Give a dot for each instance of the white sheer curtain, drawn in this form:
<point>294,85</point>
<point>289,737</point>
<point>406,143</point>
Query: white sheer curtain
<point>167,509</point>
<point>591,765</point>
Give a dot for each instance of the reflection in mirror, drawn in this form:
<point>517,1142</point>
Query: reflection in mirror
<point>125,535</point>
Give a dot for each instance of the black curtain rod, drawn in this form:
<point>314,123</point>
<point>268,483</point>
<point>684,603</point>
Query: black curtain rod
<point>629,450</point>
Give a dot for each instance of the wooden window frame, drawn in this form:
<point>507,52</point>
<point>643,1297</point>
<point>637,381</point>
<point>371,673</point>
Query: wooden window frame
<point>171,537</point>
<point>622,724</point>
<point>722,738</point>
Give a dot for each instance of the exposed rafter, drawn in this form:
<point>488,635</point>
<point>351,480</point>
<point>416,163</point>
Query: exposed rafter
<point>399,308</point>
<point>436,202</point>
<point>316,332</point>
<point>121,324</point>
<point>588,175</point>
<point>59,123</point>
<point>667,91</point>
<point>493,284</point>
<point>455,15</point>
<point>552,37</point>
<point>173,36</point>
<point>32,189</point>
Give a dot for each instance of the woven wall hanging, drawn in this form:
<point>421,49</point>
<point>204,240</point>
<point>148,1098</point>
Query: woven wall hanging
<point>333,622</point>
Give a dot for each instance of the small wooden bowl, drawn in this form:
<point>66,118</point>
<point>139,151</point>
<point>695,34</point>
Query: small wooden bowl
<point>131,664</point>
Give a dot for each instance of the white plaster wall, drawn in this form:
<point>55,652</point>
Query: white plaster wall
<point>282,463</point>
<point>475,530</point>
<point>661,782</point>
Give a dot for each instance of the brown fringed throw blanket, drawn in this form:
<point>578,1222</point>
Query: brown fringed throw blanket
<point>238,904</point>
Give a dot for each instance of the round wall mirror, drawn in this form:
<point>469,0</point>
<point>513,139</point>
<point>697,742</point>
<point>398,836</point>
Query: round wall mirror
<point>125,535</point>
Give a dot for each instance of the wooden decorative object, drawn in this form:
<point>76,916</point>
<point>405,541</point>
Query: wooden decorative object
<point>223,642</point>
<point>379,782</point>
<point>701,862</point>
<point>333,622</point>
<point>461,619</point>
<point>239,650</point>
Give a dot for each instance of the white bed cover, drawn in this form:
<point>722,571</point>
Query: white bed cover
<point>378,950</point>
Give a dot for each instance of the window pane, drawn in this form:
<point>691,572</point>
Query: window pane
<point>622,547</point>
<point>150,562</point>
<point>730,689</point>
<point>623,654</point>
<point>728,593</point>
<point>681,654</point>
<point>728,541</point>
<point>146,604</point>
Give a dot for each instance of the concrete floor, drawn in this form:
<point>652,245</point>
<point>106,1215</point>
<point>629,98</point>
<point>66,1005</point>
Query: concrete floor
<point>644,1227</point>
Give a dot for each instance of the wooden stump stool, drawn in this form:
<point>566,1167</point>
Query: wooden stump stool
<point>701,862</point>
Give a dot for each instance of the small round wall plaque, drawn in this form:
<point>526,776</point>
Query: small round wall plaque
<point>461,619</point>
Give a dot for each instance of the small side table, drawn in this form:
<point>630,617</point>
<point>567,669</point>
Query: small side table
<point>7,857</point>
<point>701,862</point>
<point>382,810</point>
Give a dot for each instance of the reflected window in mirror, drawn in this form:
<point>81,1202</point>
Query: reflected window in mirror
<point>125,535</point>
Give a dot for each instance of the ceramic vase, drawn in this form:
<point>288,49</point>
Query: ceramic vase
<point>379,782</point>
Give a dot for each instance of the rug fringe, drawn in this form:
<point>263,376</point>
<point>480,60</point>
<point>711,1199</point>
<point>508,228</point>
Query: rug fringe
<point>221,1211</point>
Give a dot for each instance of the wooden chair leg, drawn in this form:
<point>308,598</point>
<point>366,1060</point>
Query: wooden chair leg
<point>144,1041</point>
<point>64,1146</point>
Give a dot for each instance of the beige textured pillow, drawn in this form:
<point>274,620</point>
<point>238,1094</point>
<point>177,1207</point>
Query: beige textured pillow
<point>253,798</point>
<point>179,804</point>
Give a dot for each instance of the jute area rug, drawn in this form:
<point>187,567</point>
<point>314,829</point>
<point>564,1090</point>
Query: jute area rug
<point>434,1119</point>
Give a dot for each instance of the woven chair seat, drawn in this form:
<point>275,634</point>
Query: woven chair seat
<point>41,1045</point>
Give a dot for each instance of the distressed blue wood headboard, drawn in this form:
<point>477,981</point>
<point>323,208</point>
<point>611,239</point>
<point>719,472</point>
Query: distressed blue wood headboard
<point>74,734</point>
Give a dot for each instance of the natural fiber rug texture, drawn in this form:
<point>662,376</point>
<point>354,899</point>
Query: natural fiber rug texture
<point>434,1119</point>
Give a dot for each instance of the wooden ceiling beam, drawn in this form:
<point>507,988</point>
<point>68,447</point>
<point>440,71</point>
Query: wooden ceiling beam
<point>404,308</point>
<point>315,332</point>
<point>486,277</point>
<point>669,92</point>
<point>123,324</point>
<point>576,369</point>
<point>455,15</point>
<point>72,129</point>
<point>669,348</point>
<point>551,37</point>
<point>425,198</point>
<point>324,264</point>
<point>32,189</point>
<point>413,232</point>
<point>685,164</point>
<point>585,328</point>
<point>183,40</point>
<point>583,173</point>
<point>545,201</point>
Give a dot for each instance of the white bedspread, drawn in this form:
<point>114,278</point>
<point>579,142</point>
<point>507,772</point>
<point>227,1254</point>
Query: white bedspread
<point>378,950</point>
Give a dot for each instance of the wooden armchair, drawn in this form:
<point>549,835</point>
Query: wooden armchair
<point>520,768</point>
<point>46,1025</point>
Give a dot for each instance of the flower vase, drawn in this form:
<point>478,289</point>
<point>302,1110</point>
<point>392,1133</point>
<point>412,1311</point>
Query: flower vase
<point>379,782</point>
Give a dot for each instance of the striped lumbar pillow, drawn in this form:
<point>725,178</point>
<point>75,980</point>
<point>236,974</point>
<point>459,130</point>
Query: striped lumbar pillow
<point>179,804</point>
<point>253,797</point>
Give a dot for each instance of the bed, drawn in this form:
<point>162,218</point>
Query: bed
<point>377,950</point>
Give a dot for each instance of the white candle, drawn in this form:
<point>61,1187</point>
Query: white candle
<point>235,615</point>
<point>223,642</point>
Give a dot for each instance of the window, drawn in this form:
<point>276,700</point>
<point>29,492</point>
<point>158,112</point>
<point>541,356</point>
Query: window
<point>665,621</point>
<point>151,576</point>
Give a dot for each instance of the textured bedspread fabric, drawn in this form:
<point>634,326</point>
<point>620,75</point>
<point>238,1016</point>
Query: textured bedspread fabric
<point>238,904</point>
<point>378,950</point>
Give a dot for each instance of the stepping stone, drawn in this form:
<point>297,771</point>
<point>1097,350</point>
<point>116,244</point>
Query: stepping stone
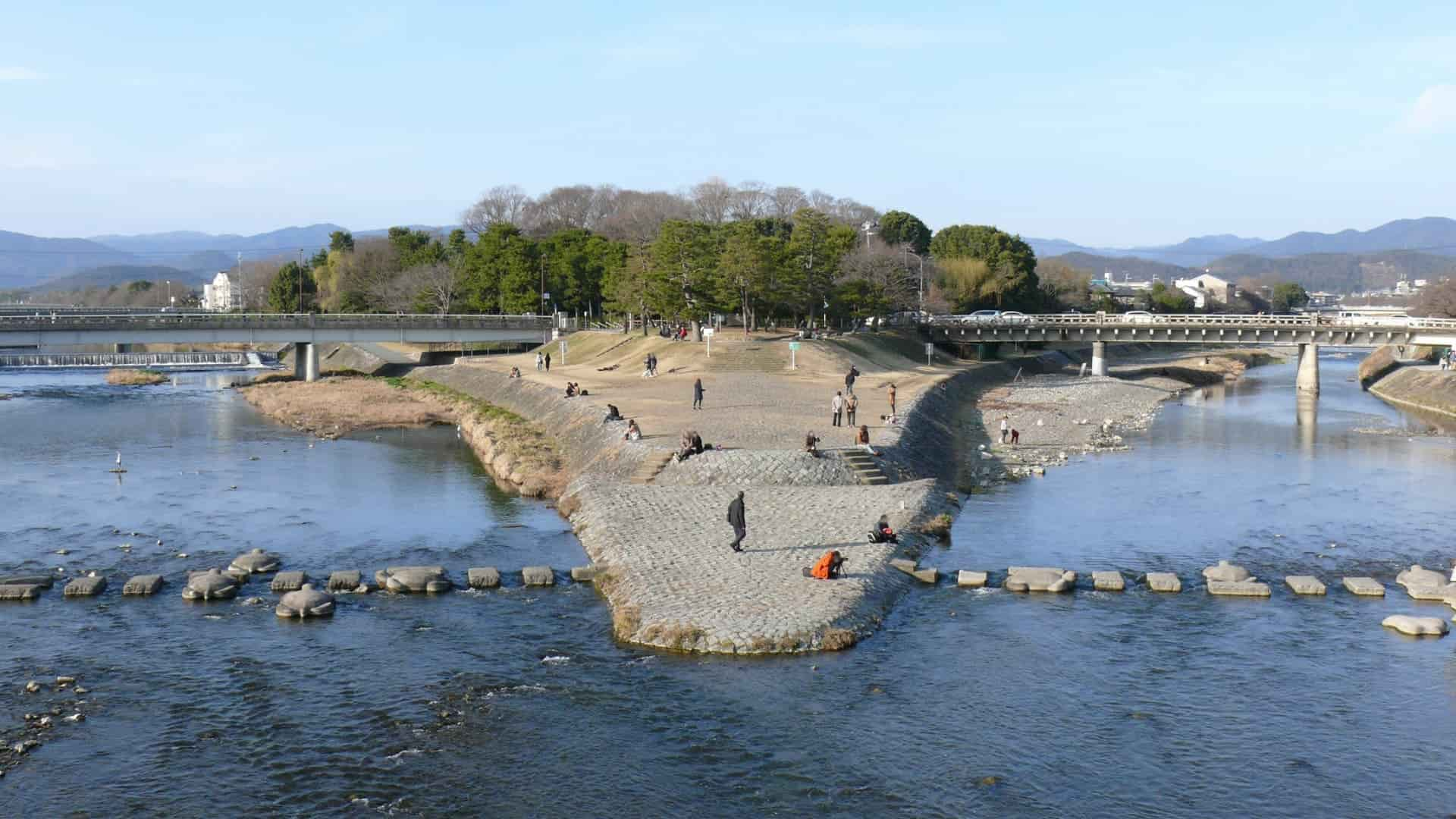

· · · ·

*EXERCISE DIRECTIONS:*
Write the lines from the one with "Query: textured bedspread fabric" through the last line of the entries out again exactly, both ends included, and skip the pictures.

*ANSWER FOR THIS EXERCISE:*
Query: textured bedspread fabric
<point>238,904</point>
<point>378,950</point>
Give a dot for each instance of the stepping stone, drawn in this form:
<point>297,771</point>
<point>1097,350</point>
<point>116,244</point>
Query: stepping stone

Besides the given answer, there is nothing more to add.